Nature is an ecoterrorist!

Posts tagged ‘impossible bargains’

Honestly

This is not an issue that directly relates to any form of rights I’ve spoken about. It’s about boundaries, finding an ethical code that won’t tear you up inside with hypocrisy, and protecting yourself.

I was, like a lot of people, brought up to believe that honesty was one of the biggest virtues someone could ever have; at least where I grew up, kids were inundated with feel-good stories about “doing the right thing,” and not getting punished because they had the goodness of soul to stand up and proclaim The Truth. No, the world doesn’t work like that, which makes it an even shittier propaganda tactic to use on children, but the idea of honesty as paramount still looks awful good until you take a look at it in the context of reality—power, prejudice, inequality and defense.

Much like pacifism, the people most likely to benefit from widespread “honesty” are also the people least likely to have to practice it, because the power imbalance is heavily tilted to their side. The rich, the powerful, the white and the dickled have much less to lose from practicing (or not practicing) pacifism and honesty; there’s less of a line between a choice to do so or not to do so for them.

What’s the worth of a white person’s choice to be a pacifist in a society that does not target them with violence, inequality and disenfranchisement? It’s not like that white pacifist won’t be hurting the people of color who do suffer those things; they’re institutionalized. One white dude’s symbolic gesture of non-participation—especially while zie is still participating in other oppressions that highlight and entrench racism like capitalism, carnism, technocentrism, for a start—doesn’t do a whole lot to reduce the impact of racism on actual people. Not even talking about it will stop that shit; it’s not in your hands.

And what does pacifism symbolize to the power structure when taken up by a person of color, except a willing acceptance of victimization?

I’m not asking about the personal value of these beliefs, whatever they may be. I’m asking about what they do. I’m asking where these supposed “subversions” of the power structure become actual subversion, actual sabotage. Especially since I do want to enact violence against the power structure—I want to destroy it utterly. Again: I’m trying to chop down the tree of oppression. You don’t have to join me, but you had better stay the hell outta my way while I’m swinging the axe.

What effect does honesty have on the power structure? How does it help, or harm?

**Short exercise A:** In the post, what does the writer say they are trying to chop down?

**Records supplied:**
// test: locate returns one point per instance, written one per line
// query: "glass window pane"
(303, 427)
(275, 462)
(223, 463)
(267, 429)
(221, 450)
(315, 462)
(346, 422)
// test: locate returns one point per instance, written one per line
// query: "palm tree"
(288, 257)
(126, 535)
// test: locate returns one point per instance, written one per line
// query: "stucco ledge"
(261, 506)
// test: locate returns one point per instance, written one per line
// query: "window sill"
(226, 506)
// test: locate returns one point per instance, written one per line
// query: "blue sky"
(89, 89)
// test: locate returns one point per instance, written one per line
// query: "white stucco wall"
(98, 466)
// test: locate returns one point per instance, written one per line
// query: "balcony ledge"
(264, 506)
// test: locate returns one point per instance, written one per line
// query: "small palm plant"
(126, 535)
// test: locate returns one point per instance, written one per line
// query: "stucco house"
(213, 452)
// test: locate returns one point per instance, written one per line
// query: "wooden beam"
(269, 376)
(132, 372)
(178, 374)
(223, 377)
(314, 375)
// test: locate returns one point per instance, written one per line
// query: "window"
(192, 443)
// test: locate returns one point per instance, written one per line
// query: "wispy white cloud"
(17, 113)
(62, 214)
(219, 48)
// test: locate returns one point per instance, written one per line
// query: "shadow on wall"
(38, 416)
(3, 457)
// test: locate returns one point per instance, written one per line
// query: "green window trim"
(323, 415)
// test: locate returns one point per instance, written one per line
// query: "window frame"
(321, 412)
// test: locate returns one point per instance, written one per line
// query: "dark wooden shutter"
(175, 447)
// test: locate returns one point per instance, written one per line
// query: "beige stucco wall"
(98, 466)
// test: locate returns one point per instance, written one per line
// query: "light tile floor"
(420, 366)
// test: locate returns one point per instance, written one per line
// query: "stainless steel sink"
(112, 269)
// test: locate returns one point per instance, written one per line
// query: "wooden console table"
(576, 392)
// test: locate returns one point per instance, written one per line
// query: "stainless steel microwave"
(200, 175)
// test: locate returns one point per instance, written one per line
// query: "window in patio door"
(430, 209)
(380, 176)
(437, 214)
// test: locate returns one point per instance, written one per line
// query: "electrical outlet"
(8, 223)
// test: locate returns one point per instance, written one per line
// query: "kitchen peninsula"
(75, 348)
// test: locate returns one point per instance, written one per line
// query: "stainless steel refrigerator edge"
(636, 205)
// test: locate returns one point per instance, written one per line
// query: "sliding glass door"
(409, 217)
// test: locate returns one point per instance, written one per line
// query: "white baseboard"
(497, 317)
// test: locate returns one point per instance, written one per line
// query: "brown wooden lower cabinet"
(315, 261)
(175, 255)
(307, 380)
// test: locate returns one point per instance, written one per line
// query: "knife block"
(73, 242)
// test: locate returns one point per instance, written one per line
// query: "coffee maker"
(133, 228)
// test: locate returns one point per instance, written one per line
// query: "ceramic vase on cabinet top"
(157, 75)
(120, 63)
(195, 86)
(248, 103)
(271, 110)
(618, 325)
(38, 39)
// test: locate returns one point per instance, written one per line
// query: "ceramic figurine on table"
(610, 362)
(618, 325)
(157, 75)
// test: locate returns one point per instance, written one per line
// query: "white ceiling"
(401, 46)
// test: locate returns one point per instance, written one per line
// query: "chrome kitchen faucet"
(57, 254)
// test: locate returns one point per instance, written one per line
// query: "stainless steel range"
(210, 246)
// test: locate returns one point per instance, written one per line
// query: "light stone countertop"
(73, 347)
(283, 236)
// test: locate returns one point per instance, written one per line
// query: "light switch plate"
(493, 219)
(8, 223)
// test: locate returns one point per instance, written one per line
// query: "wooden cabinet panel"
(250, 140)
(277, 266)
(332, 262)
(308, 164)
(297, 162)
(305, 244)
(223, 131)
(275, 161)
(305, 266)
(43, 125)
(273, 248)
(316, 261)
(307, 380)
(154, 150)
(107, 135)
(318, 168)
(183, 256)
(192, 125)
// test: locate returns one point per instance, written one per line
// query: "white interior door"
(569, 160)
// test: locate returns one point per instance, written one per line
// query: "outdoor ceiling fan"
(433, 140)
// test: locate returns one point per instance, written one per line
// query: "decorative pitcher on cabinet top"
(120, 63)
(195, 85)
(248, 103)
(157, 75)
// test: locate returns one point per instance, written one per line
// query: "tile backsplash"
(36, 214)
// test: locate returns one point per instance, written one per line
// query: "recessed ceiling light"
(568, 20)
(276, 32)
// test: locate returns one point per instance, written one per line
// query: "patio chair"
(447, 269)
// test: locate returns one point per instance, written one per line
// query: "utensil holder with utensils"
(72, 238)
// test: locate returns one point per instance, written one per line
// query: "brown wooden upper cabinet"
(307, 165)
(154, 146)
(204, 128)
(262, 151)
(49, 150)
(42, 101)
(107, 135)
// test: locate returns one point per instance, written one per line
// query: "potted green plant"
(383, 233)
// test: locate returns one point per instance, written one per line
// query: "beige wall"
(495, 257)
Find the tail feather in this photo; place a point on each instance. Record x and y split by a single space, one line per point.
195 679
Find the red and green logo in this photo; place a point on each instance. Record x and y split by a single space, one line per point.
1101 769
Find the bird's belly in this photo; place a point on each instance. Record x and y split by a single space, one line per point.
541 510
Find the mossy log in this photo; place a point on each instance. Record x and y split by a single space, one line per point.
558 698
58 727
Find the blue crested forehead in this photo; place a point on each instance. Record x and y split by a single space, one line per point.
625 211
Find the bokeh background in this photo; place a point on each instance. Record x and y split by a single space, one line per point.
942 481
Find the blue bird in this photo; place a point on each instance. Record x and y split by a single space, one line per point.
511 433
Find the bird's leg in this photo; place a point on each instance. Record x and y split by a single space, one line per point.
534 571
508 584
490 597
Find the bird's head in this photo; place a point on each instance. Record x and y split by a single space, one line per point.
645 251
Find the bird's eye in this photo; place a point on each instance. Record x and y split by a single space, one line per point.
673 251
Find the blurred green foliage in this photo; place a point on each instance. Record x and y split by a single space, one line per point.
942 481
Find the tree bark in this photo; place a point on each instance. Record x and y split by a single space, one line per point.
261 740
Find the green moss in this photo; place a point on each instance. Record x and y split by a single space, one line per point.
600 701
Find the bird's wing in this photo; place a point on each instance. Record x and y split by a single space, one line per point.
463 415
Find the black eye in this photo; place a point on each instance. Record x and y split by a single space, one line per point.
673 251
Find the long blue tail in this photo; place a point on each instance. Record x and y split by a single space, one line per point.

**Short exercise B:** Retype the entries starting with the line that contains "Find the bird's eye" and going on through the end of the entries, with both ends included.

**Correct result A:** The tree of oppression.

**Correct result B:**
Find the bird's eye in this photo; place a point on each instance. Record x and y split by a single space, one line per point.
673 251
Find the blurred green foliage in this photo; place a point on each instance. Record x and y split by a single space, one line per point.
942 481
Find the tree bark in this photo; place a point on each instance. Record x and y split by a single space, one line per point.
261 740
Find the green moss in this photo; place a point on each instance. Record x and y split by a single space, one line per point.
600 701
Find the bird's wing in this photo; place a point on each instance. Record x and y split by a single space, one line per point.
463 415
Find the black eye in this photo; place a point on each instance. Record x and y split by a single space, one line per point.
673 251
Find the long blue tail in this photo; place a point on each instance. Record x and y split by a single space, one line per point.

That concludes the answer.